What you have to do – Write out the full set of records below exactly.

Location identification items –
"""

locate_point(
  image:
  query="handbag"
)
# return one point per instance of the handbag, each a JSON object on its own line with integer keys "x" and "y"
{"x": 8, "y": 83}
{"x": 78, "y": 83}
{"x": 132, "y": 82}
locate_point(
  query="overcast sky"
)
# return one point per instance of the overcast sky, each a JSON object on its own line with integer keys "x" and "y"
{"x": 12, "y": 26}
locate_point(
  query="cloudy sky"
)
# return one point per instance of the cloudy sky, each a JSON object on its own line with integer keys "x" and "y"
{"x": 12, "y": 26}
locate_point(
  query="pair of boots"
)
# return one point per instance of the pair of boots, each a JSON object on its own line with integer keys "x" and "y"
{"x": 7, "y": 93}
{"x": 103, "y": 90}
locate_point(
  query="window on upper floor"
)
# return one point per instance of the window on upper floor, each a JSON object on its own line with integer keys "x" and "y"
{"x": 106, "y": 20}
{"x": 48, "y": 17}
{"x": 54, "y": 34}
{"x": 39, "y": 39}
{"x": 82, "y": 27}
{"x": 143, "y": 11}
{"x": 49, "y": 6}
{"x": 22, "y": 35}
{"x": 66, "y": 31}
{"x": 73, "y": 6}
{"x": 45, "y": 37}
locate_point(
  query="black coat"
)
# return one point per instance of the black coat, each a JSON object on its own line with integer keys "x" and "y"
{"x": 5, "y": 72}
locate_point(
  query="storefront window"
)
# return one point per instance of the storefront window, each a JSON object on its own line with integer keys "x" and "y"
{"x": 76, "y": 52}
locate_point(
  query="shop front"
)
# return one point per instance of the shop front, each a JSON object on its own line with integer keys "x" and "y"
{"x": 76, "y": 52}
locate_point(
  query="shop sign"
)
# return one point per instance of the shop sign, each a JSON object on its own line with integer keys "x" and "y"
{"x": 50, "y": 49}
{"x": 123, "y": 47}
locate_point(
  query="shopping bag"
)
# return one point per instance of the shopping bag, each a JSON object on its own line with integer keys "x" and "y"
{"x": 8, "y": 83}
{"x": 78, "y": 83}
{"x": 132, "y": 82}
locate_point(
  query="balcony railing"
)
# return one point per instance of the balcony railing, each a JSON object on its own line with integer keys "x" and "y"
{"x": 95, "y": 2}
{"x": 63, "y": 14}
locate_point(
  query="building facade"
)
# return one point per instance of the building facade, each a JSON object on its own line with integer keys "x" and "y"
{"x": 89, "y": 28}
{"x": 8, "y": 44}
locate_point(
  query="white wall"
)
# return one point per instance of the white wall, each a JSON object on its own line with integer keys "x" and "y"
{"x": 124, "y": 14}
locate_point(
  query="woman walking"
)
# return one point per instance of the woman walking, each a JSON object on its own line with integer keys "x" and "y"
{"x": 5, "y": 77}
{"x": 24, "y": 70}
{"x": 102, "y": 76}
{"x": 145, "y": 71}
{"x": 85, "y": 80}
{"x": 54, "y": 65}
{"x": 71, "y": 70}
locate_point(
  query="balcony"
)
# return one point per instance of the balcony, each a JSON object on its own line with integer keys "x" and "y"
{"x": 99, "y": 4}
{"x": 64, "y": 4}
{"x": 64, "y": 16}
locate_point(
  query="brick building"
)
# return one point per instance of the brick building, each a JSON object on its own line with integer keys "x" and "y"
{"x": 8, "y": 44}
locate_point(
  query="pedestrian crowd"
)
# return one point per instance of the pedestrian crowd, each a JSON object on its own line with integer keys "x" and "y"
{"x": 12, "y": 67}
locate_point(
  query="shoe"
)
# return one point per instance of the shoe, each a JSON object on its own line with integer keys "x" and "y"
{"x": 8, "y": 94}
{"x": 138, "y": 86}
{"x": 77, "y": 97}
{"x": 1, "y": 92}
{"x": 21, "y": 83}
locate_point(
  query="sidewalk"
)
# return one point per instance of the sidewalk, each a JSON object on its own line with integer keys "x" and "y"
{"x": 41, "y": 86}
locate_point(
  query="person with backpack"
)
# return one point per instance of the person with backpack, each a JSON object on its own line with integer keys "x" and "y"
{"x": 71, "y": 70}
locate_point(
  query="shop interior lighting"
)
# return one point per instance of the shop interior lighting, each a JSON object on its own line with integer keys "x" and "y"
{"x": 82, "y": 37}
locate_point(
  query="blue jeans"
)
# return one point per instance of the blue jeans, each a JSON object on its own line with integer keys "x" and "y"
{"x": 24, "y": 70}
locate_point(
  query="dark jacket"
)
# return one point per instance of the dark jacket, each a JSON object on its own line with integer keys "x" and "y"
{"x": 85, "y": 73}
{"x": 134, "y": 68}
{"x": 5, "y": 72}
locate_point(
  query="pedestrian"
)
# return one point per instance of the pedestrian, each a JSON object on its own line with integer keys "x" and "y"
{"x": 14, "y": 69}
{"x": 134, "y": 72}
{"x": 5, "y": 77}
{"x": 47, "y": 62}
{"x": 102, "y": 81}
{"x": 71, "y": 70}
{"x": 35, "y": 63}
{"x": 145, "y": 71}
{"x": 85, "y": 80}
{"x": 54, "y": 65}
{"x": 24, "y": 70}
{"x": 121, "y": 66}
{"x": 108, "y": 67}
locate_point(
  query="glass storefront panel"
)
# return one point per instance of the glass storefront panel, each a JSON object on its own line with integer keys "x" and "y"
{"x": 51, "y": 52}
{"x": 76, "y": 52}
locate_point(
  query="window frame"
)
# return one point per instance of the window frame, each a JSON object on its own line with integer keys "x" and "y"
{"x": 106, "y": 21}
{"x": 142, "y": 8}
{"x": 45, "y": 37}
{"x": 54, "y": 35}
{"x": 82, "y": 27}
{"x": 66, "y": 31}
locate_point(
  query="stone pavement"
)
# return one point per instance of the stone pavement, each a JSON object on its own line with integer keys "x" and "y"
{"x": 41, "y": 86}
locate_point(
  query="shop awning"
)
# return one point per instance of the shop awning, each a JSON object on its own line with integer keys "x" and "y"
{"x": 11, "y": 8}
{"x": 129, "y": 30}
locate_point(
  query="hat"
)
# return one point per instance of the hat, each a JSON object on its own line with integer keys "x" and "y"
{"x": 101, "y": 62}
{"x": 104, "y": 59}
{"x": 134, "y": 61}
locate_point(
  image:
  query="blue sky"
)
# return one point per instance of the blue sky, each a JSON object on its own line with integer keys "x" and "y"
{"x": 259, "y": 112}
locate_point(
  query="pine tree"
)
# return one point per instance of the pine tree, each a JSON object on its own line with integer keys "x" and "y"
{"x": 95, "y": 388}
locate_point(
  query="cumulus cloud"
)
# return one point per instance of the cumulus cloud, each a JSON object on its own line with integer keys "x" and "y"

"""

Written reply –
locate_point(
  image:
  query="handbag"
)
# return one point per instance of the handbag, each a JSON object on its own line with integer keys "x" and "y"
{"x": 8, "y": 83}
{"x": 78, "y": 83}
{"x": 132, "y": 82}
locate_point(
  query="overcast sky"
)
# return one point per instance of the overcast sky, each a JSON object on its own line with integer keys "x" and "y"
{"x": 12, "y": 26}
locate_point(
  query="cloudy sky"
)
# return one point per instance of the cloudy sky, each a JSON object on its own line with integer keys "x" and "y"
{"x": 12, "y": 26}
locate_point(
  query="pair of boots"
)
# return one point per instance of the pair of boots, each a JSON object on its own line with integer keys "x" and "y"
{"x": 7, "y": 93}
{"x": 103, "y": 90}
locate_point(
  query="window on upper floor"
)
# return one point per instance of the window on upper floor, each a JSON object on its own line with integer keys "x" and "y"
{"x": 106, "y": 20}
{"x": 48, "y": 17}
{"x": 54, "y": 34}
{"x": 39, "y": 39}
{"x": 82, "y": 27}
{"x": 143, "y": 11}
{"x": 49, "y": 6}
{"x": 22, "y": 35}
{"x": 66, "y": 31}
{"x": 73, "y": 6}
{"x": 45, "y": 37}
locate_point(
  query="black coat"
)
# return one point per instance of the black coat, each a JSON object on its own line with integer keys "x" and "y"
{"x": 5, "y": 72}
locate_point(
  query="storefront window"
)
# return one point per instance of the storefront window, each a JSON object on its own line with integer keys "x" and "y"
{"x": 76, "y": 52}
locate_point(
  query="shop front"
)
# return one point per instance of the shop front, each a JSON object on its own line with integer keys "x" and "y"
{"x": 76, "y": 52}
locate_point(
  query="shop sign"
)
# return one point per instance of the shop sign, each a JSON object on its own line with integer keys "x" and "y"
{"x": 50, "y": 49}
{"x": 123, "y": 47}
locate_point(
  query="shopping bag"
)
# return one point per instance of the shopping bag, each a JSON object on its own line with integer keys "x" and "y"
{"x": 8, "y": 83}
{"x": 78, "y": 83}
{"x": 132, "y": 82}
locate_point(
  query="balcony railing"
)
# return one point per instance of the balcony railing, each a JSON object on its own line with integer keys "x" and "y"
{"x": 95, "y": 2}
{"x": 63, "y": 14}
locate_point(
  query="building facade"
)
# return one point per instance of the building facade, each a JSON object on its own line with integer keys "x" and "y"
{"x": 89, "y": 28}
{"x": 8, "y": 44}
locate_point(
  query="white wall"
)
# return one point per instance of the white wall, each a JSON object on its own line with integer keys "x" and "y"
{"x": 124, "y": 14}
locate_point(
  query="woman walking"
)
# return one point per instance of the woman walking, each a JSON object on its own line with integer keys "x" and "y"
{"x": 5, "y": 77}
{"x": 24, "y": 70}
{"x": 102, "y": 76}
{"x": 145, "y": 71}
{"x": 85, "y": 80}
{"x": 54, "y": 65}
{"x": 71, "y": 70}
locate_point(
  query="balcony"
)
# return one point per instance of the balcony, each a JSON object on its own line with integer keys "x" and "y"
{"x": 99, "y": 4}
{"x": 64, "y": 4}
{"x": 64, "y": 16}
locate_point(
  query="brick building"
)
# return one point per instance of the brick building, each a JSON object on its own line with integer keys "x" and "y"
{"x": 8, "y": 44}
locate_point(
  query="pedestrian crowd"
)
# return one point per instance of the pedestrian crowd, each a JSON object on its own line with integer keys "x" and "y"
{"x": 12, "y": 67}
locate_point(
  query="shoe"
)
# return one point per instance of the shoe, each a JSON object on its own line with integer keys "x" and "y"
{"x": 8, "y": 94}
{"x": 138, "y": 86}
{"x": 77, "y": 97}
{"x": 1, "y": 92}
{"x": 21, "y": 83}
locate_point(
  query="sidewalk"
)
# return one point per instance of the sidewalk, each a JSON object on its own line with integer keys "x" and "y"
{"x": 41, "y": 86}
locate_point(
  query="person with backpack"
)
# return one point per instance of the person with backpack, each a JSON object on its own line with integer keys "x" and "y"
{"x": 71, "y": 70}
locate_point(
  query="shop interior lighting"
)
# return one point per instance of the shop interior lighting, each a JSON object on its own line with integer keys "x" and "y"
{"x": 82, "y": 37}
locate_point(
  query="blue jeans"
)
# return one point per instance of the blue jeans, each a JSON object on its own line with integer keys "x" and "y"
{"x": 24, "y": 70}
locate_point(
  query="dark jacket"
)
# return one point per instance of the dark jacket, each a JSON object on its own line with integer keys "x" and "y"
{"x": 85, "y": 73}
{"x": 134, "y": 68}
{"x": 5, "y": 72}
locate_point(
  query="pedestrian"
)
# return one point per instance of the pedestrian, each a JSON object on its own line with integer keys "x" and "y"
{"x": 14, "y": 69}
{"x": 134, "y": 72}
{"x": 5, "y": 77}
{"x": 47, "y": 62}
{"x": 102, "y": 81}
{"x": 71, "y": 70}
{"x": 35, "y": 63}
{"x": 145, "y": 71}
{"x": 85, "y": 80}
{"x": 54, "y": 65}
{"x": 24, "y": 70}
{"x": 121, "y": 66}
{"x": 108, "y": 67}
locate_point(
  query="glass storefront panel"
)
# return one point per instance of the glass storefront panel, each a JSON object on its own line with integer keys "x" and "y"
{"x": 51, "y": 52}
{"x": 76, "y": 52}
locate_point(
  query="window frame"
)
# return one point per instance of the window frame, each a JSON object on its own line with integer keys "x" and "y"
{"x": 106, "y": 21}
{"x": 142, "y": 8}
{"x": 45, "y": 37}
{"x": 54, "y": 35}
{"x": 82, "y": 27}
{"x": 66, "y": 31}
locate_point(
  query="stone pavement"
)
# return one point per instance of the stone pavement, each a JSON object on its own line with integer keys "x" and "y"
{"x": 41, "y": 86}
locate_point(
  query="shop awning"
)
# return one point per instance of the shop awning, each a JSON object on its own line with integer keys "x" and "y"
{"x": 11, "y": 8}
{"x": 129, "y": 30}
locate_point(
  query="hat"
)
# return one point per instance of the hat, each a JSON object on its own line with integer keys "x" and "y"
{"x": 101, "y": 62}
{"x": 104, "y": 59}
{"x": 134, "y": 61}
locate_point(
  image:
  query="blue sky"
)
# return one point per instance of the blue sky, each a JSON object on its own line with integer keys "x" and "y"
{"x": 259, "y": 112}
locate_point(
  query="pine tree"
)
# return one point per instance of the pine tree, each a JSON object on its own line with integer keys "x" and "y"
{"x": 95, "y": 388}
locate_point(
  query="cumulus cloud"
)
# return one point per instance of the cumulus cloud, each a JSON object on its own line with integer keys "x" and "y"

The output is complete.